— BEGIN —
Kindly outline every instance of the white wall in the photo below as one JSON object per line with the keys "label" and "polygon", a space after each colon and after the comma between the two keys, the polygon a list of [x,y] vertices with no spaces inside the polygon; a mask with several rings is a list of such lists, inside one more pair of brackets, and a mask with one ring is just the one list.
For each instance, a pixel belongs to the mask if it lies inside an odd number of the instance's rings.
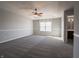
{"label": "white wall", "polygon": [[32,35],[32,20],[0,8],[0,43]]}
{"label": "white wall", "polygon": [[79,4],[74,8],[75,13],[75,21],[74,21],[74,49],[73,49],[73,57],[79,58]]}
{"label": "white wall", "polygon": [[[40,31],[39,22],[43,20],[51,21],[52,22],[52,28],[51,32],[42,32]],[[62,26],[61,26],[61,18],[51,18],[51,19],[39,19],[33,21],[33,31],[35,35],[47,35],[47,36],[56,36],[61,37],[62,36]]]}

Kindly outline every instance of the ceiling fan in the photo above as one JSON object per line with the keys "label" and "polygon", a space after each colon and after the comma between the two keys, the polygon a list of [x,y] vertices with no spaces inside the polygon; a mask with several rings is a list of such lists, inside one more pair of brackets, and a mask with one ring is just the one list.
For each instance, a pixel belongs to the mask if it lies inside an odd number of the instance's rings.
{"label": "ceiling fan", "polygon": [[32,13],[33,13],[33,15],[36,15],[36,16],[42,16],[42,14],[43,14],[43,13],[39,13],[39,12],[37,11],[37,8],[35,8]]}

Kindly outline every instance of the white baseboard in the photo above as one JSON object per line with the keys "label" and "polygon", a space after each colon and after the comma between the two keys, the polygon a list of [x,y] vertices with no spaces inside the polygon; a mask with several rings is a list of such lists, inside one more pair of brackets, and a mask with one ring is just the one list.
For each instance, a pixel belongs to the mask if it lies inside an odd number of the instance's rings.
{"label": "white baseboard", "polygon": [[[25,35],[26,36],[26,35]],[[5,41],[1,41],[0,43],[5,43],[5,42],[8,42],[8,41],[11,41],[11,40],[15,40],[15,39],[18,39],[18,38],[22,38],[22,37],[25,37],[25,36],[20,36],[20,37],[15,37],[15,38],[10,38],[8,40],[5,40]],[[28,35],[30,36],[30,35]]]}

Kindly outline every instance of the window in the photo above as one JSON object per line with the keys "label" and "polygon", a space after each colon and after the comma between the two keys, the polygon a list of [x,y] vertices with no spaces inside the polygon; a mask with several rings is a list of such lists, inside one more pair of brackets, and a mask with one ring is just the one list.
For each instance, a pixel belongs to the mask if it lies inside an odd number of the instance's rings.
{"label": "window", "polygon": [[40,31],[51,32],[51,22],[40,22]]}

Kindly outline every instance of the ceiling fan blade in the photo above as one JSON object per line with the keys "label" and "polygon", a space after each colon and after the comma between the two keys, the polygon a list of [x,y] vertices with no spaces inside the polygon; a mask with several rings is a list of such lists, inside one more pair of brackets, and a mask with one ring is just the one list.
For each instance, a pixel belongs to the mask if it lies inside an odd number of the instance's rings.
{"label": "ceiling fan blade", "polygon": [[39,13],[39,14],[43,14],[43,13]]}

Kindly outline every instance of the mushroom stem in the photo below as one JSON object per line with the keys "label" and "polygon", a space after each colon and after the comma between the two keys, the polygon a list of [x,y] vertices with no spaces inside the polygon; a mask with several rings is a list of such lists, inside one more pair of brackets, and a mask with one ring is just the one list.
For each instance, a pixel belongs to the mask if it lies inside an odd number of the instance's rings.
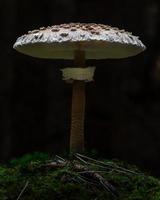
{"label": "mushroom stem", "polygon": [[[75,67],[85,67],[85,52],[75,51]],[[72,115],[70,152],[84,151],[85,81],[74,80],[72,91]]]}

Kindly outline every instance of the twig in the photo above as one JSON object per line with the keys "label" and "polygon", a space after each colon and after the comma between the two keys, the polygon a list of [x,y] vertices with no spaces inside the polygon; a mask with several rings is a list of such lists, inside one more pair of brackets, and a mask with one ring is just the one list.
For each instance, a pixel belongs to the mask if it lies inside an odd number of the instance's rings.
{"label": "twig", "polygon": [[25,184],[25,186],[23,187],[23,189],[21,190],[21,192],[20,192],[20,194],[19,194],[17,200],[19,200],[19,199],[21,198],[21,196],[22,196],[22,194],[24,193],[25,189],[27,188],[28,184],[29,184],[29,181],[26,182],[26,184]]}
{"label": "twig", "polygon": [[131,174],[142,175],[142,174],[140,174],[140,173],[137,173],[137,172],[134,172],[134,171],[125,169],[125,168],[123,168],[123,167],[115,166],[115,165],[112,165],[112,164],[107,164],[107,163],[104,163],[104,162],[102,162],[102,161],[98,161],[98,160],[95,160],[95,159],[93,159],[93,158],[89,158],[89,157],[84,156],[84,155],[81,155],[81,154],[79,154],[79,153],[76,153],[76,155],[78,155],[79,157],[85,158],[85,159],[87,159],[87,160],[90,160],[90,161],[92,161],[92,162],[99,163],[99,164],[102,164],[102,165],[104,165],[104,166],[107,166],[107,167],[110,167],[110,168],[114,168],[114,169],[116,169],[116,170],[121,170],[121,172],[123,171],[123,172],[128,172],[128,173],[131,173]]}
{"label": "twig", "polygon": [[61,161],[63,161],[63,162],[66,162],[65,159],[63,159],[62,157],[60,157],[60,156],[58,156],[58,155],[56,155],[55,158],[58,158],[59,160],[61,160]]}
— END —
Transcribe each entry precisely as given, leaving the pictures out.

Kindly outline every instance of the white wall in the photo below as one JSON object per line with the keys "label" and "polygon", a space after each colon and after the comma between the two keys, the polygon a list of [x,y] vertices with no spaces inside the polygon; a mask with several rings is a list of such lists, inside one more pair of brackets, and a mask with one ring is just the one list.
For each instance, a pixel belongs to the mask if it lies inside an odd number of the instance's rings.
{"label": "white wall", "polygon": [[32,35],[32,20],[0,8],[0,43]]}
{"label": "white wall", "polygon": [[79,4],[74,8],[75,13],[75,21],[74,21],[74,49],[73,49],[73,57],[79,58]]}
{"label": "white wall", "polygon": [[[40,31],[39,22],[43,20],[51,21],[52,22],[52,28],[51,32],[42,32]],[[62,26],[61,26],[61,18],[51,18],[51,19],[39,19],[33,21],[33,31],[35,35],[47,35],[47,36],[56,36],[61,37],[62,36]]]}

Kindly outline every instance of the ceiling fan in the photo above as one JSON object per line with the keys "label" and "polygon", a space after each colon and after the comma between the two keys, the polygon a list of [x,y] vertices with no spaces inside the polygon; a mask with several rings is a list of such lists, inside one more pair of brackets, and a mask with one ring is just the one list.
For each instance, a pixel belongs to the mask if it lies inside an odd number of the instance's rings.
{"label": "ceiling fan", "polygon": [[32,13],[33,13],[33,15],[36,15],[36,16],[42,16],[42,14],[43,14],[43,13],[39,13],[39,12],[37,11],[37,8],[35,8]]}

Kindly outline every instance of the white baseboard in the photo above as one JSON object per line with the keys "label" and "polygon", a space after each colon and after the comma between the two keys, the polygon a list of [x,y] vertices with no spaces inside the polygon; a mask with several rings is a list of such lists, inside one more pair of brackets, and a mask with one ring is just the one list.
For each instance, a pixel belongs to the mask if it lies inside an odd number of the instance's rings.
{"label": "white baseboard", "polygon": [[[25,35],[26,36],[26,35]],[[5,41],[1,41],[0,43],[5,43],[5,42],[8,42],[8,41],[11,41],[11,40],[15,40],[15,39],[18,39],[18,38],[22,38],[22,37],[25,37],[25,36],[20,36],[20,37],[15,37],[15,38],[10,38],[8,40],[5,40]],[[28,35],[30,36],[30,35]]]}

Kindly outline every instance of the window in the photo above as one JSON object per line with the keys "label" and "polygon", a space after each colon and after the comma between the two keys, the polygon a list of [x,y] vertices with no spaces inside the polygon; a mask with several rings is a list of such lists, inside one more pair of brackets, and a mask with one ring is just the one list.
For each instance, a pixel belongs to the mask if it lies inside an odd number of the instance's rings.
{"label": "window", "polygon": [[40,31],[51,32],[51,22],[40,22]]}

Kindly outline every instance of the ceiling fan blade in the photo above as one JSON object per line with the keys "label" and "polygon", a space after each colon and after the comma between the two keys, the polygon a list of [x,y] vertices with no spaces inside the polygon; a mask with several rings is a list of such lists, inside one more pair of brackets, and a mask with one ring is just the one list.
For each instance, a pixel belongs to the mask if it lies inside an odd number of the instance's rings.
{"label": "ceiling fan blade", "polygon": [[39,13],[39,14],[43,14],[43,13]]}

Kindly outline every instance of the mushroom stem in the photo below as one JSON object per line with the keys "label" and "polygon", a space after each colon and after the comma between the two keys, the polygon a list of [x,y] vertices with no spaces inside the polygon; a mask with several rings is a list of such lists, inside one more pair of brackets, and a mask with one ring is just the one list.
For each instance, a pixel belongs to the mask if it lies inside an odd number of the instance's rings.
{"label": "mushroom stem", "polygon": [[[75,67],[85,67],[85,52],[75,51]],[[72,115],[70,152],[84,151],[85,81],[74,80],[72,91]]]}

Kindly outline every instance of the twig in the photo above as one JSON object per line with the keys "label" and "polygon", a space after each colon and after the comma between the two keys, the polygon a list of [x,y] vertices with no spaces inside the polygon; a mask with several rings is a list of such lists, inside one more pair of brackets, and a mask with one ring is just the one list.
For each instance, a pixel belongs to the mask if it lies inside an odd number of the instance's rings.
{"label": "twig", "polygon": [[25,184],[25,186],[23,187],[23,189],[21,190],[21,192],[20,192],[20,194],[19,194],[17,200],[19,200],[19,199],[21,198],[21,196],[22,196],[22,194],[24,193],[25,189],[27,188],[28,184],[29,184],[29,181],[26,182],[26,184]]}
{"label": "twig", "polygon": [[131,174],[142,175],[142,174],[140,174],[140,173],[137,173],[137,172],[134,172],[134,171],[125,169],[125,168],[123,168],[123,167],[115,166],[115,165],[112,165],[112,164],[107,164],[107,163],[104,163],[104,162],[102,162],[102,161],[98,161],[98,160],[95,160],[95,159],[93,159],[93,158],[89,158],[89,157],[84,156],[84,155],[81,155],[81,154],[79,154],[79,153],[76,153],[76,155],[78,155],[79,157],[85,158],[85,159],[87,159],[87,160],[90,160],[90,161],[92,161],[92,162],[99,163],[99,164],[102,164],[102,165],[104,165],[104,166],[107,166],[107,167],[110,167],[110,168],[114,168],[114,169],[116,169],[116,170],[121,170],[121,172],[123,171],[123,172],[128,172],[128,173],[131,173]]}
{"label": "twig", "polygon": [[61,161],[63,161],[63,162],[66,162],[65,159],[63,159],[62,157],[60,157],[60,156],[58,156],[58,155],[56,155],[55,158],[58,158],[59,160],[61,160]]}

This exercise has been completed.